• TASKS FOR THIS EXERCISE
**a.** According to the article on PMS and GMS practice funding, over what period will PMS practices be brought to the same level of core funding as GMS practices?
**b.** Write out the part of the article on PMS and GMS practice funding between "PMS practices will" and "many, accountants warned.", inclusive, with no changes.
[[ PASSAGE TO READ, beginning ]]
PMS practices will be brought to the same level of core funding as GMS practices over a seven-year period from 2014, NHS Commissioning Board (NHSCB) head of primary care Dr David Geddes told a conference in London on Wednesday.
The funding shift will be imposed in tandem with the axeing of MPIG top-ups to GMS practices' core pay from 2014. Because PMS practices currently receive higher funding on average than their GMS counterparts, the move will trigger major losses for many, accountants warned.
Dr Geddes told the National Association of Primary Care event that the NHSCB had no intention of getting rid of the PMS contract, but that the move to core funding could present an opportunity for some to revert to GMS.
‘We’re not going to rush into this, it’s about developing an equitable approach to core funding,' he said. 'We want to apply that to PMS and GMS practices but it does not mean the end of PMS contracts.
‘It is however an opportunity for PMS practices to decide whether they want to revert to a GMS contract. The NHSCB is not in a game where we wish you to choose one over the other.’
Mark Wilson, director of Silverthorne consulting, told the conference that some PMS practices may be better off reverting to GMS.
‘A word of caution, if they don’t do the work properly and pile all of PMS expenditure in [to the core funding] I advise you now as soon as that target price is announced move straight to GMS.’
Mr Wilson said PMS practices would benefit by reverting to GMS because they would receive payment on top of their core funding for things such as seniority payments, currently included in PMS core funding.
Speaking to GP, Russell Finn, of specialist medical accountants Ramsay Brown & Partners, warned that some high-earning PMS practices could lose ‘tens of thousands’ of pounds if they were moved to the same level of core funding as GMS practices.
‘The funding announced will be pretty disastrous for most GMS practices with an MPIG so I can’t imagine that it will be much better for PMS practices when their average funding per patient is higher,’ he said.
Dr Geddes said it was the intention of the NHSCB to put back into general practice any extra funds that were removed from PMS contracts as a result of the move to equitable funding. However the money would not be directly transferred into core funding but would be used to fund extra work, Dr Geddes said.
‘You don’t want just to have money coming out from PMS and saying: "That’s now to be spread across everyone for no gain for that." It's money that is in the system so we want to pay them into the system in a way that you get something valuable out.’
DH head of primary care Richard Armstrong admitted it would be extremely difficult to calculate how much the core equitable funding for GMS and PMS would be worth by the end of the seven-year period, because currently funding levels were almost impossible to compare.
When asked when a ‘target figure’ for core funding for PMS and GMS was likely to be calculated, Mr Armstrong said he thought it would be available ‘the other side of this summer holiday’.
[[ PASSAGE TO READ, end ]]
[[ EXTRACTED DATA, beginning ]]
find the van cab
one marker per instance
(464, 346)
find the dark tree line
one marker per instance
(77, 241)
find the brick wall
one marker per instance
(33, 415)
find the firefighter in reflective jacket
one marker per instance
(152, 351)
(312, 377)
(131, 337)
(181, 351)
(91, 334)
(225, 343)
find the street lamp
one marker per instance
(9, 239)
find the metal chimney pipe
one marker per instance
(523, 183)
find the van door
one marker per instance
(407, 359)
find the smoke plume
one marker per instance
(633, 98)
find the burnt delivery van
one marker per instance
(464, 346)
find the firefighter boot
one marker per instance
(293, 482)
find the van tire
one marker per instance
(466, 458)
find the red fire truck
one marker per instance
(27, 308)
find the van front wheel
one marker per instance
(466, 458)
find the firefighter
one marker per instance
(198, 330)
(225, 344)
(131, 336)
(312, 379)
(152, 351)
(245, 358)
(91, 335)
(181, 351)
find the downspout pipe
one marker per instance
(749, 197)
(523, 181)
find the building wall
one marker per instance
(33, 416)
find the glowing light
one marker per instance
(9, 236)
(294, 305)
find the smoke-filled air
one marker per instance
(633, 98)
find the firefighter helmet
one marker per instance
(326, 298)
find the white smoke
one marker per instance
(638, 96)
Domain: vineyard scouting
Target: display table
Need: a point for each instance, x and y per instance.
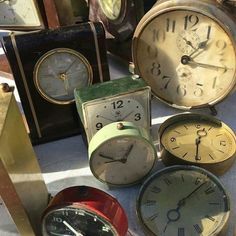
(64, 163)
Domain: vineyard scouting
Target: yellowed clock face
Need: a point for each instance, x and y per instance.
(111, 8)
(187, 58)
(197, 141)
(19, 13)
(183, 201)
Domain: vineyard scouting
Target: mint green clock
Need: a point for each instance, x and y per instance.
(121, 154)
(125, 99)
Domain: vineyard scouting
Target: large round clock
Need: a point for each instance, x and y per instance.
(185, 50)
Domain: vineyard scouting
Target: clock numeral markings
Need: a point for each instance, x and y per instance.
(159, 35)
(209, 190)
(155, 189)
(156, 69)
(153, 217)
(190, 21)
(117, 104)
(210, 218)
(170, 25)
(137, 117)
(208, 31)
(99, 126)
(181, 232)
(167, 181)
(181, 90)
(198, 228)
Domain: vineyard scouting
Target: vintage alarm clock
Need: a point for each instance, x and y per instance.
(198, 140)
(84, 210)
(124, 99)
(121, 154)
(185, 50)
(183, 200)
(47, 65)
(19, 171)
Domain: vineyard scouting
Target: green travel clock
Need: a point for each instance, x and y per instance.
(122, 99)
(121, 147)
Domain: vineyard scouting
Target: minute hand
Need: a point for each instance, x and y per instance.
(208, 66)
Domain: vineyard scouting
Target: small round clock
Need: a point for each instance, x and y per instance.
(124, 99)
(183, 200)
(198, 139)
(20, 15)
(58, 72)
(198, 69)
(83, 210)
(121, 154)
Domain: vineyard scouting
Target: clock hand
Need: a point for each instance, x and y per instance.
(187, 60)
(72, 229)
(106, 118)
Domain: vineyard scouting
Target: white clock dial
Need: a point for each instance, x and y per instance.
(122, 161)
(19, 13)
(59, 72)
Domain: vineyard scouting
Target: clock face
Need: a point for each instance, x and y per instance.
(132, 107)
(19, 13)
(199, 66)
(111, 8)
(75, 221)
(199, 141)
(122, 160)
(59, 72)
(199, 205)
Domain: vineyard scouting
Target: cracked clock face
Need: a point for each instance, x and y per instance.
(127, 107)
(199, 205)
(19, 13)
(196, 43)
(58, 72)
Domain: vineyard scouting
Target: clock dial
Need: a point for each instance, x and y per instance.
(59, 72)
(123, 108)
(19, 13)
(199, 142)
(199, 67)
(130, 156)
(111, 8)
(77, 221)
(199, 205)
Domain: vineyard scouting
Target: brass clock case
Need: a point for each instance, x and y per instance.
(183, 200)
(197, 139)
(67, 63)
(182, 50)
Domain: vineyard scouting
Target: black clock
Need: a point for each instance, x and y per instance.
(47, 65)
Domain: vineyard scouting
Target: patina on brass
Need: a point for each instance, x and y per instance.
(22, 187)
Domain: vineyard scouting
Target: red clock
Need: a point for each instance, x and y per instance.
(83, 210)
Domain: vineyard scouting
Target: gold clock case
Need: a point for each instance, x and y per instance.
(22, 187)
(210, 8)
(168, 158)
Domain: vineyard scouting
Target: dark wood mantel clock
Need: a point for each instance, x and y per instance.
(47, 65)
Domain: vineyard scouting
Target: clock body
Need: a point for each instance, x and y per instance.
(21, 15)
(198, 69)
(84, 210)
(197, 139)
(124, 99)
(199, 206)
(121, 147)
(47, 66)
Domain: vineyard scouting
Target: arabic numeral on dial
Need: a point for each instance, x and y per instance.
(190, 21)
(156, 69)
(117, 104)
(137, 117)
(99, 126)
(181, 90)
(159, 35)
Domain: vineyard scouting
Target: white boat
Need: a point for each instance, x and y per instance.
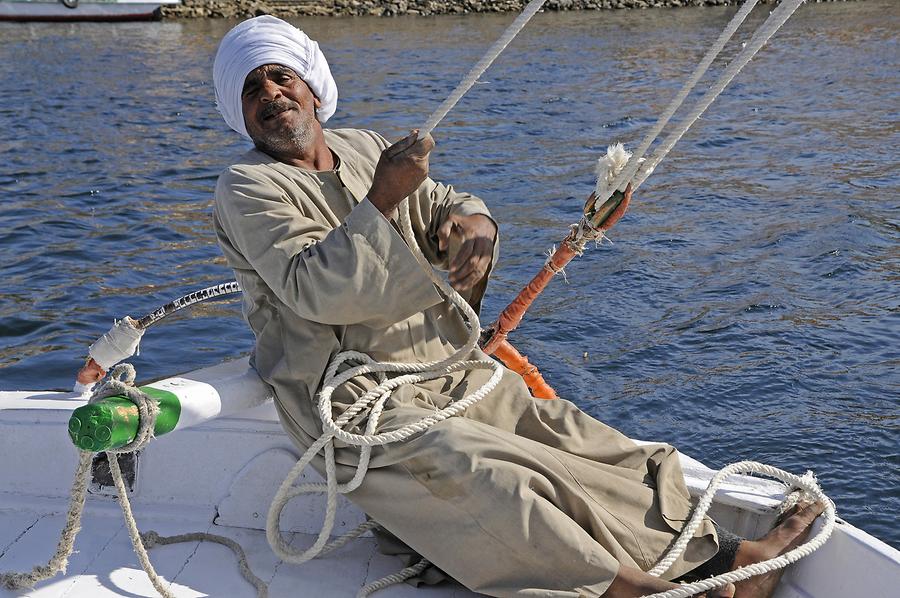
(81, 10)
(220, 476)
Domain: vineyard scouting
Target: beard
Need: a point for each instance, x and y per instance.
(286, 140)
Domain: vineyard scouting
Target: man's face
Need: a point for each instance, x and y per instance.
(279, 110)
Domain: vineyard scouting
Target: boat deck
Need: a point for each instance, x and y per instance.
(220, 477)
(104, 564)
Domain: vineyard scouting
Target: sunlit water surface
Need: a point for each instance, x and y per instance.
(748, 308)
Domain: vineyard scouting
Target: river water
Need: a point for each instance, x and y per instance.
(747, 308)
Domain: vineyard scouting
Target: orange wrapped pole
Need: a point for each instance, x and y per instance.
(596, 220)
(511, 316)
(518, 363)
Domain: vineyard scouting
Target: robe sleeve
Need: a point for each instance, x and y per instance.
(360, 272)
(431, 205)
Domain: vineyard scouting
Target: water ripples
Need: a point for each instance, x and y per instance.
(745, 309)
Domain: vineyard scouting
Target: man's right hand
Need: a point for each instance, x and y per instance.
(400, 170)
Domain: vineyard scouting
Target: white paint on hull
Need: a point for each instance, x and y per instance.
(220, 475)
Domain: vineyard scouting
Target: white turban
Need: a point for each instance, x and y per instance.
(268, 40)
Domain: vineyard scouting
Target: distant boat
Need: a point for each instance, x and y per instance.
(81, 10)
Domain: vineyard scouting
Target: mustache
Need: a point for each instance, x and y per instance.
(275, 108)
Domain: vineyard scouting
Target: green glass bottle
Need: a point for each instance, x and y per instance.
(113, 422)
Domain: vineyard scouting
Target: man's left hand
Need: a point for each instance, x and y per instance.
(477, 233)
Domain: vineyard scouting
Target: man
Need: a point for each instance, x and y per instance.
(514, 497)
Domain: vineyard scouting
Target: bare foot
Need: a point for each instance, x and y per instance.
(789, 534)
(632, 583)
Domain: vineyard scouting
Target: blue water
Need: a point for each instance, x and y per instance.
(747, 309)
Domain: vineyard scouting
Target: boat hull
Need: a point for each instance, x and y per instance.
(220, 476)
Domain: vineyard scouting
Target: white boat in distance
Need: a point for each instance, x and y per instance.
(81, 10)
(220, 476)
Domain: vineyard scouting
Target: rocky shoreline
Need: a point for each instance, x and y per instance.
(387, 8)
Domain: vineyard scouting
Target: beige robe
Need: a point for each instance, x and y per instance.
(516, 497)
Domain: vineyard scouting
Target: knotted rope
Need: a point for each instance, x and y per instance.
(120, 383)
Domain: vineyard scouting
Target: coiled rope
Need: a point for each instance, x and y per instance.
(121, 383)
(807, 484)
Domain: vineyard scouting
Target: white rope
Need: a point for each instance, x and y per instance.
(760, 37)
(622, 180)
(806, 483)
(120, 383)
(392, 579)
(638, 168)
(469, 80)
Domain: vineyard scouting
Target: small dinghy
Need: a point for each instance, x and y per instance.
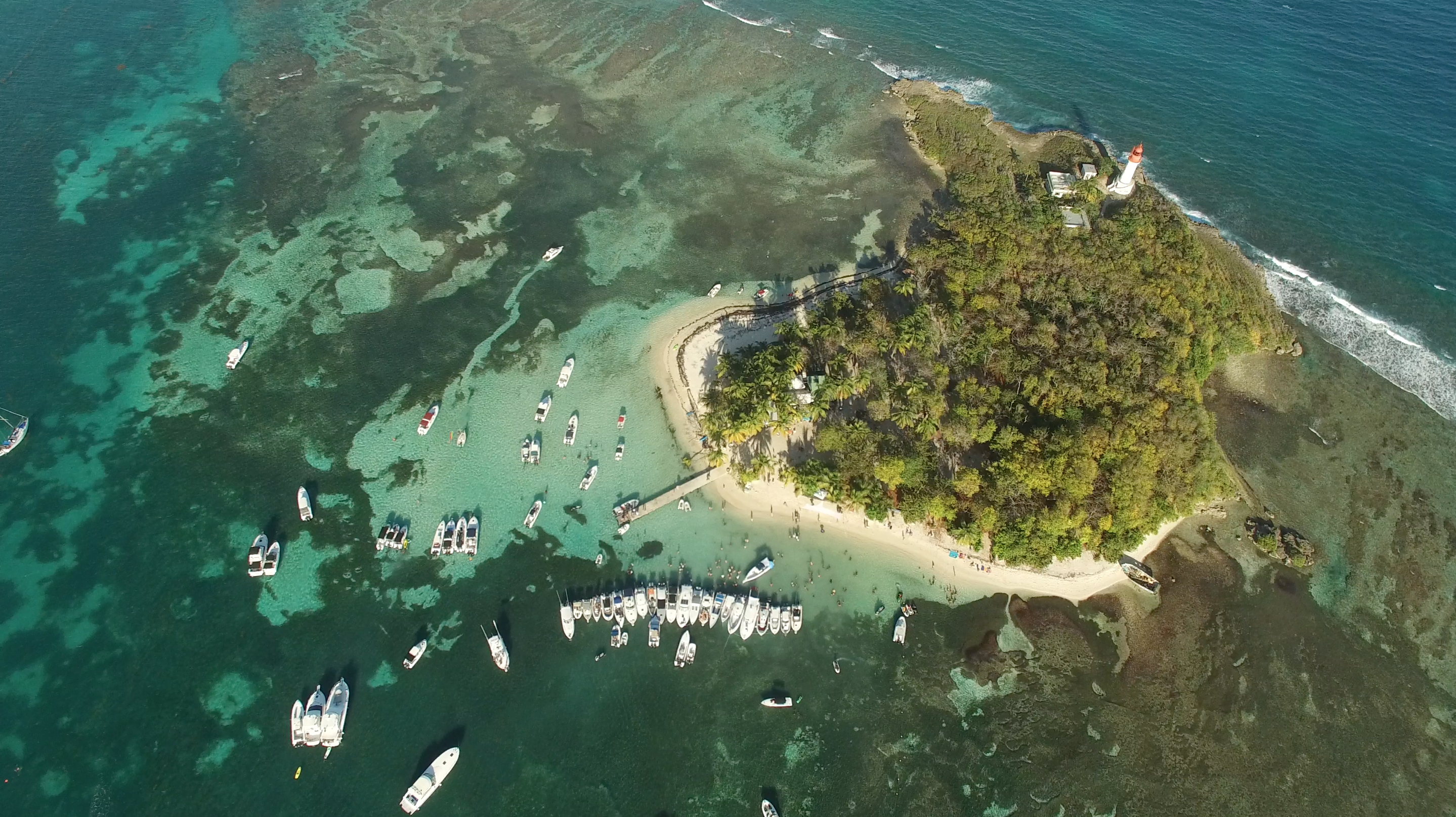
(425, 423)
(415, 655)
(255, 555)
(233, 357)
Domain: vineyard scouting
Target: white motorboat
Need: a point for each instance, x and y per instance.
(425, 423)
(334, 716)
(498, 653)
(765, 565)
(314, 717)
(233, 357)
(568, 622)
(472, 535)
(430, 781)
(750, 618)
(255, 555)
(296, 723)
(680, 659)
(415, 655)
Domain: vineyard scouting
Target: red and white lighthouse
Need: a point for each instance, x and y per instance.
(1125, 184)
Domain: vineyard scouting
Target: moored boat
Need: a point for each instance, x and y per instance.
(429, 783)
(415, 655)
(425, 423)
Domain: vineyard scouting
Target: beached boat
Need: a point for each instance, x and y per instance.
(568, 621)
(296, 723)
(750, 618)
(429, 421)
(17, 433)
(498, 653)
(683, 644)
(415, 655)
(765, 565)
(233, 357)
(255, 555)
(314, 717)
(472, 535)
(334, 716)
(430, 781)
(1139, 574)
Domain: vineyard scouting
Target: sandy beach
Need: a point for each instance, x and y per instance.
(685, 347)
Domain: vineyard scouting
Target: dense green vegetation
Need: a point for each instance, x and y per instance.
(1032, 382)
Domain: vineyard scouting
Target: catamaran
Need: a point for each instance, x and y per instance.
(415, 655)
(255, 555)
(498, 653)
(334, 714)
(236, 354)
(427, 784)
(765, 565)
(429, 420)
(18, 430)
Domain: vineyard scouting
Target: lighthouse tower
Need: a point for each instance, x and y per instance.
(1125, 184)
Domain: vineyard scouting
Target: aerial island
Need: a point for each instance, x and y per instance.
(1024, 378)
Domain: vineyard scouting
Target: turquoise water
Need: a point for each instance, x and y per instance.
(373, 225)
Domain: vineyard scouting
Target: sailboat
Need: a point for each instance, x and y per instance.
(18, 430)
(305, 506)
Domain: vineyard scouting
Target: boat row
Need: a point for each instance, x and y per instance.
(456, 537)
(683, 606)
(321, 721)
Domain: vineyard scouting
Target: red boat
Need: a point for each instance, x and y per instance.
(429, 420)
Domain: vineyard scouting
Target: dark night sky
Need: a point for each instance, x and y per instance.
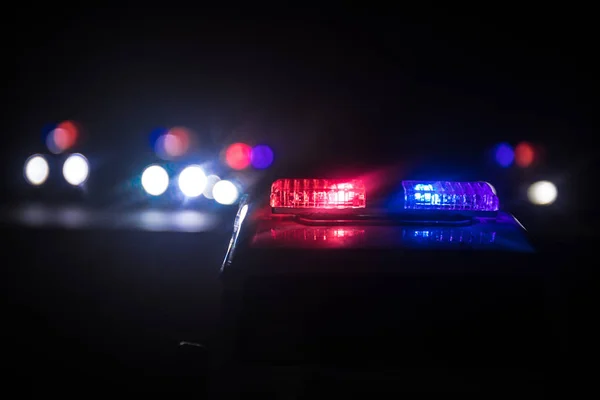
(350, 89)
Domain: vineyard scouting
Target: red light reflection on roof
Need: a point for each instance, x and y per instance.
(310, 237)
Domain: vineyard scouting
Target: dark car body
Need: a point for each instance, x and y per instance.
(384, 302)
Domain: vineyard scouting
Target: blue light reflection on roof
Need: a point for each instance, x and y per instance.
(492, 236)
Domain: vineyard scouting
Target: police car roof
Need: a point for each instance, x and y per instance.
(501, 233)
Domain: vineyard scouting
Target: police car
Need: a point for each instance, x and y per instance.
(436, 290)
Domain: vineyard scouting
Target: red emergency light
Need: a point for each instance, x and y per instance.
(317, 194)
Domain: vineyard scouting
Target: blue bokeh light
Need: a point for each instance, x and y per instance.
(155, 135)
(505, 155)
(261, 156)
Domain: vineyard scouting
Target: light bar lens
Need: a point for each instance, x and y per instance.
(318, 193)
(436, 195)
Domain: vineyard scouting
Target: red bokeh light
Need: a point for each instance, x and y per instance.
(238, 156)
(524, 154)
(65, 135)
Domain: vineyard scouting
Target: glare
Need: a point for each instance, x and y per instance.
(192, 181)
(542, 193)
(211, 181)
(155, 180)
(76, 169)
(36, 170)
(225, 192)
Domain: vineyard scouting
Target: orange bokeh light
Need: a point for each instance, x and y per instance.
(524, 154)
(64, 135)
(238, 156)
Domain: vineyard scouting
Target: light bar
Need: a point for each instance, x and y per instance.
(318, 193)
(458, 196)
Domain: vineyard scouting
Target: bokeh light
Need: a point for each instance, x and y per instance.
(225, 192)
(238, 156)
(62, 137)
(155, 180)
(192, 181)
(524, 154)
(36, 169)
(504, 155)
(261, 156)
(211, 181)
(542, 193)
(76, 169)
(172, 143)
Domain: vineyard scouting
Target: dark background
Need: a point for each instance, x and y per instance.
(431, 94)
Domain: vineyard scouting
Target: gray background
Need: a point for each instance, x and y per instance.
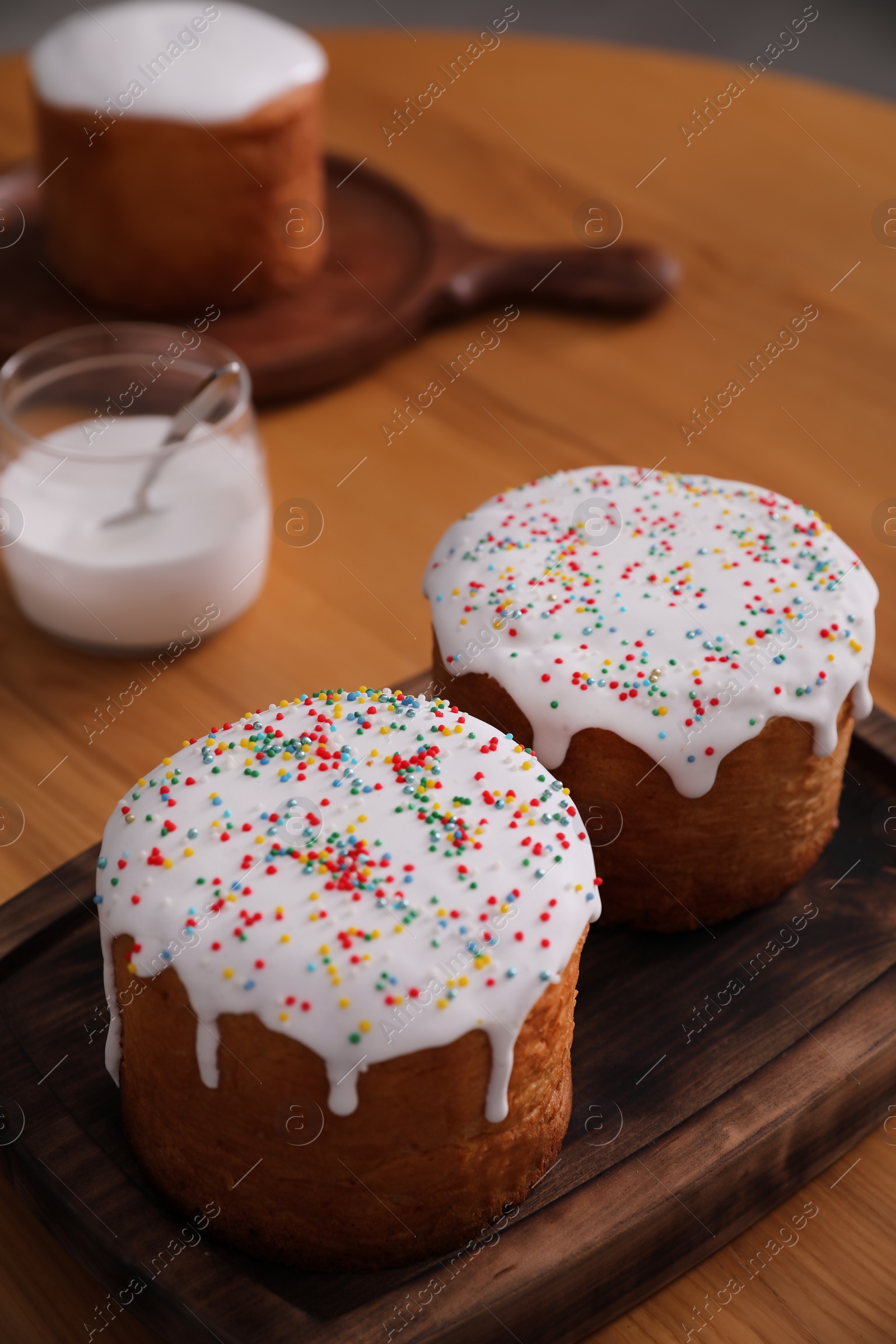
(852, 42)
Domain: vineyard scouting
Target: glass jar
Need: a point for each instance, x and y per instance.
(82, 416)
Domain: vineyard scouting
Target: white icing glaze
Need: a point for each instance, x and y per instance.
(706, 609)
(448, 905)
(174, 59)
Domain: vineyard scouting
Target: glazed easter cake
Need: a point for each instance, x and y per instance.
(342, 942)
(687, 654)
(180, 153)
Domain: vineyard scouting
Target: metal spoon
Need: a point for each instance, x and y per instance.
(199, 408)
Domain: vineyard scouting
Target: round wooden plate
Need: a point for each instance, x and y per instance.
(393, 272)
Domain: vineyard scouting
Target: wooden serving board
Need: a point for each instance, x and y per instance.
(696, 1108)
(393, 272)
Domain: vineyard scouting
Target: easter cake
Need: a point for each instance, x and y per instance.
(342, 942)
(687, 654)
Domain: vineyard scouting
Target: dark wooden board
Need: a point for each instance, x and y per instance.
(676, 1143)
(393, 272)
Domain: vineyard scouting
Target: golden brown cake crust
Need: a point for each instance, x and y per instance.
(414, 1171)
(679, 862)
(156, 217)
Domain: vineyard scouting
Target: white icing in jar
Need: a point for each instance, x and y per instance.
(370, 874)
(678, 612)
(175, 61)
(193, 563)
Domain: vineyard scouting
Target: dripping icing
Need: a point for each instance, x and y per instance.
(656, 635)
(356, 980)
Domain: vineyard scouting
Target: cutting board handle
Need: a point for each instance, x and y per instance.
(624, 280)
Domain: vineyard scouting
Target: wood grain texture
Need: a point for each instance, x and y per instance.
(763, 220)
(391, 273)
(657, 1164)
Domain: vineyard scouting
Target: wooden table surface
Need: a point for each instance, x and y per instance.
(769, 209)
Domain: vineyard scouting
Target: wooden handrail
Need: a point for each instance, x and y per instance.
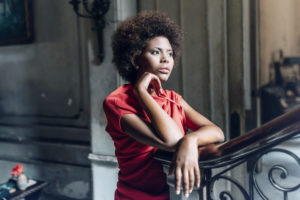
(266, 136)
[[ EXTRACTED DATA, end ]]
• ANSWERS BELOW
**a.** Over seven years, starting in 2014.

**b.**
PMS practices will be brought to the same level of core funding as GMS practices over a seven-year period from 2014, NHS Commissioning Board (NHSCB) head of primary care Dr David Geddes told a conference in London on Wednesday.
The funding shift will be imposed in tandem with the axeing of MPIG top-ups to GMS practices' core pay from 2014. Because PMS practices currently receive higher funding on average than their GMS counterparts, the move will trigger major losses for many, accountants warned.